Brief:
Reproduce each of the following lines word for word, omitting the pictures.

— START OF Dataset extract —

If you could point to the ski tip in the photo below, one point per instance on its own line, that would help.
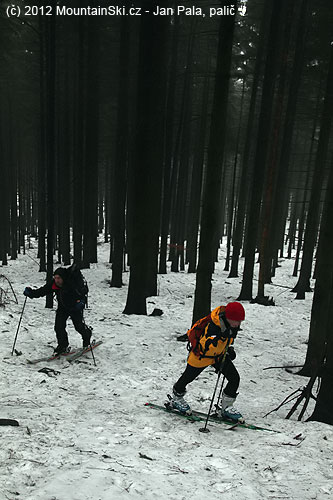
(9, 421)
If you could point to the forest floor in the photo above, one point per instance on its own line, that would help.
(85, 434)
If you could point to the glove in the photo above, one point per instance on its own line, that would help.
(231, 353)
(79, 306)
(28, 292)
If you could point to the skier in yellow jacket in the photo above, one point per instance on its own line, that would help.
(217, 337)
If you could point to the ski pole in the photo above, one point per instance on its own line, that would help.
(25, 300)
(218, 399)
(93, 355)
(204, 429)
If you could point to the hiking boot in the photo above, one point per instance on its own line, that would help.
(227, 412)
(60, 349)
(178, 403)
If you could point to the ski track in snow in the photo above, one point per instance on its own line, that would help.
(85, 433)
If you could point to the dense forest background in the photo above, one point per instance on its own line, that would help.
(163, 134)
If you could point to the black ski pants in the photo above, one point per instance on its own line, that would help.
(62, 315)
(228, 370)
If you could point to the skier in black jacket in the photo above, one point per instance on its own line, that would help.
(71, 297)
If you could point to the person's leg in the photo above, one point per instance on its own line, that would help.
(60, 328)
(81, 327)
(231, 374)
(227, 410)
(178, 402)
(190, 373)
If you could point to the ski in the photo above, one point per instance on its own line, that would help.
(77, 354)
(201, 417)
(50, 358)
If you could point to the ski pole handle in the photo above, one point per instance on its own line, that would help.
(18, 327)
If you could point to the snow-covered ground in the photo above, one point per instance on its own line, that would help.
(85, 434)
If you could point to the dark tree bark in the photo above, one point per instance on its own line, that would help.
(311, 230)
(319, 357)
(196, 187)
(120, 170)
(50, 34)
(146, 169)
(262, 148)
(169, 165)
(269, 230)
(210, 218)
(90, 206)
(245, 169)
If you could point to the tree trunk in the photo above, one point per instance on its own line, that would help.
(210, 218)
(311, 230)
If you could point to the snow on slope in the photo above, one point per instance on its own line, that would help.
(85, 434)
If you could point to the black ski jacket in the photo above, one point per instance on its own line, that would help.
(67, 295)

— END OF Dataset extract —

Task solution:
If you could point to the ski tip in the photo below, one point per instance on its own line, that would help.
(9, 421)
If you could point to the forest floor in the photo above, one point per instance on its own line, that would help.
(85, 434)
If you could point to the glove in the photo above, one point per instance on its own line, that would help.
(231, 353)
(79, 306)
(28, 292)
If you could point to the skier in yellow jacket in the photo above, one point per instance on its own line, that would help.
(217, 337)
If you could point to the ski pole in the photo above, one point per instance on its own line, that would help.
(25, 300)
(218, 399)
(93, 355)
(204, 429)
If you could point to the hiking boot in the photo above, one point per instance on its own line, that would help.
(227, 412)
(60, 349)
(178, 403)
If you could point to the ski track in snow in the photo above, one point per instance on its own line, that would help.
(85, 433)
If you could point to the dense forest background in the photo above, one point per instance on its own line, that would help.
(163, 134)
If you could point to the black ski pants in the photo above, one point per instance on its own line, that would help.
(62, 315)
(228, 370)
If you could point to the skier in black jacket in the photo above, one point per instance on its own line, that would help.
(71, 297)
If you could point to the person's leg in the photo above, one point per instance on its own line, that would help.
(60, 328)
(81, 327)
(231, 374)
(227, 410)
(178, 402)
(190, 373)
If you could point to the ski in the photo above, one point per instance on its own line, that would help.
(77, 354)
(201, 417)
(50, 358)
If you could point to the ski pole handle in the photo above, one point per instance on its own line, that would help.
(18, 327)
If you could point to the snow-covered ground in the photo above, one point per instance on its own line, that would help.
(85, 434)
If you could point to the dark tree bark in the photo above, one point per instance on its own line, that would help.
(311, 230)
(319, 357)
(196, 187)
(120, 170)
(50, 34)
(146, 169)
(262, 148)
(169, 165)
(269, 230)
(210, 218)
(90, 206)
(245, 169)
If you could point to the tree trunk in the photo above, one point per instance on its own line, that would help.
(210, 218)
(311, 230)
If you could point to the snow on slope in the photo above, one point per instance on its own line, that would help.
(85, 434)
If you could point to the black ski jacket in the photo above, one point per instance on its own line, that would help.
(67, 295)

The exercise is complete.